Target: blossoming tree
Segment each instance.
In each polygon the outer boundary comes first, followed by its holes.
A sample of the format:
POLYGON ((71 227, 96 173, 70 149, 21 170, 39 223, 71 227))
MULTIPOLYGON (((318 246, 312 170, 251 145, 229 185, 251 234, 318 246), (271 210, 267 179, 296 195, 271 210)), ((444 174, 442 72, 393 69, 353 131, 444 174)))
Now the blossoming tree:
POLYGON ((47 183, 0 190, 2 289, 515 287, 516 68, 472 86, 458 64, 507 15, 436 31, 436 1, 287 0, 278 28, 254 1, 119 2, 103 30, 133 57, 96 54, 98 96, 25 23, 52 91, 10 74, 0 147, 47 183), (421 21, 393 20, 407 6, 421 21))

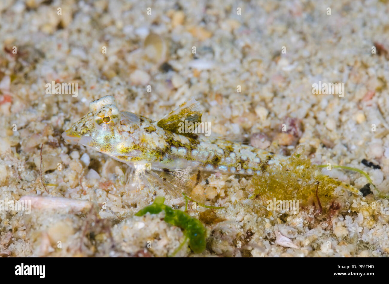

****************

Goal of the exercise: Repeat every line of the rows above word for word, leaving out the picture.

Result:
Target: blossoming tree
Segment each instance.
In each polygon the outer boundary comes first, followed by its holes.
A sample of the format:
POLYGON ((71 227, 96 173, 70 149, 21 170, 39 223, 71 227))
MULTIPOLYGON (((318 246, 312 170, 251 145, 229 185, 251 234, 318 246), (271 210, 267 179, 296 195, 271 210)), ((444 174, 442 72, 393 69, 353 131, 444 174)))
Now the blossoming tree:
POLYGON ((47 183, 0 190, 2 289, 515 287, 516 68, 472 86, 458 64, 507 15, 436 31, 436 1, 287 0, 278 28, 254 1, 119 2, 103 30, 133 57, 96 54, 98 96, 25 23, 52 91, 10 74, 0 147, 47 183), (421 21, 393 20, 407 6, 421 21))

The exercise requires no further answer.